_Work task_
All lines from the entries below that contain the string "house" should be copied out.

_Given information_
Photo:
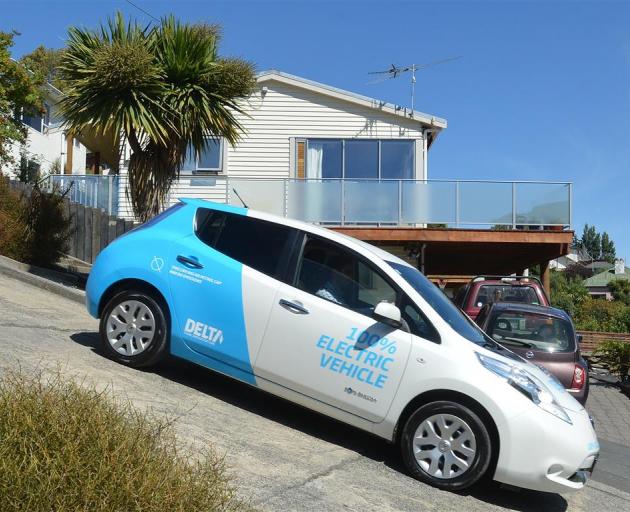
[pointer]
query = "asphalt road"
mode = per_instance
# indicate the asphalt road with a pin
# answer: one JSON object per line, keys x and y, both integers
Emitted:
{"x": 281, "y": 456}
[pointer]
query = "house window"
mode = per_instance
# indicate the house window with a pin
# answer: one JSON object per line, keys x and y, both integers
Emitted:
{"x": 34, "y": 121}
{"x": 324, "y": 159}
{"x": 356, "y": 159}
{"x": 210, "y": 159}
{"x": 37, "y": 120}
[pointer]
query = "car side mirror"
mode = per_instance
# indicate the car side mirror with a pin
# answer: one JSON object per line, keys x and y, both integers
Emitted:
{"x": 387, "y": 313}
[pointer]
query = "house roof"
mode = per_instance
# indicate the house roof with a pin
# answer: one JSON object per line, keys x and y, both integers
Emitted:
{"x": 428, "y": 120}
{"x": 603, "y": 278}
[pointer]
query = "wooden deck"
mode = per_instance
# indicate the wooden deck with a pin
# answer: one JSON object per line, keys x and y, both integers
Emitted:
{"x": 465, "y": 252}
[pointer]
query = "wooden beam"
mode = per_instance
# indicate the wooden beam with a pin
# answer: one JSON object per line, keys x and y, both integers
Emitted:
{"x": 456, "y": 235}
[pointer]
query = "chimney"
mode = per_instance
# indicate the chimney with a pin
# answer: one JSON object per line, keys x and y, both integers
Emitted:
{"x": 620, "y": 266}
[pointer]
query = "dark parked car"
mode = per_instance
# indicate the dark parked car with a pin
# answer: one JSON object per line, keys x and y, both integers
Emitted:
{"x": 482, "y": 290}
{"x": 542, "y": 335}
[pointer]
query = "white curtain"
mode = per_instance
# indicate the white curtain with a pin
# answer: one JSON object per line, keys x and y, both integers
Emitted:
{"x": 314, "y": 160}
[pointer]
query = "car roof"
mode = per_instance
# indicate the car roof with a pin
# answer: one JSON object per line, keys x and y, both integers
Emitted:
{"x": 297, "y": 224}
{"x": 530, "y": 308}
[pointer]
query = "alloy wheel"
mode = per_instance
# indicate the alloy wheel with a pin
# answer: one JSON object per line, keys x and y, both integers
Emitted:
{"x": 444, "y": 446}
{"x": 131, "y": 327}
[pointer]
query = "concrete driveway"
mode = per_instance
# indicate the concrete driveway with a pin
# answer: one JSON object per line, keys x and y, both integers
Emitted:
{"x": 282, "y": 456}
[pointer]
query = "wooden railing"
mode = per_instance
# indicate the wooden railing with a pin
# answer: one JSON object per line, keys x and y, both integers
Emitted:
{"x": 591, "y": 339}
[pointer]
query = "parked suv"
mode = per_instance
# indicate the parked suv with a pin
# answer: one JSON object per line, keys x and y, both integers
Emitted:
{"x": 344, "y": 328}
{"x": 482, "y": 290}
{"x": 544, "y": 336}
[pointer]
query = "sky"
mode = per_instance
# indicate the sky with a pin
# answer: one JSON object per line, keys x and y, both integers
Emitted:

_The answer_
query = "house window"
# indicate the house window with a pin
query = "house roof"
# indicate the house roof with a pin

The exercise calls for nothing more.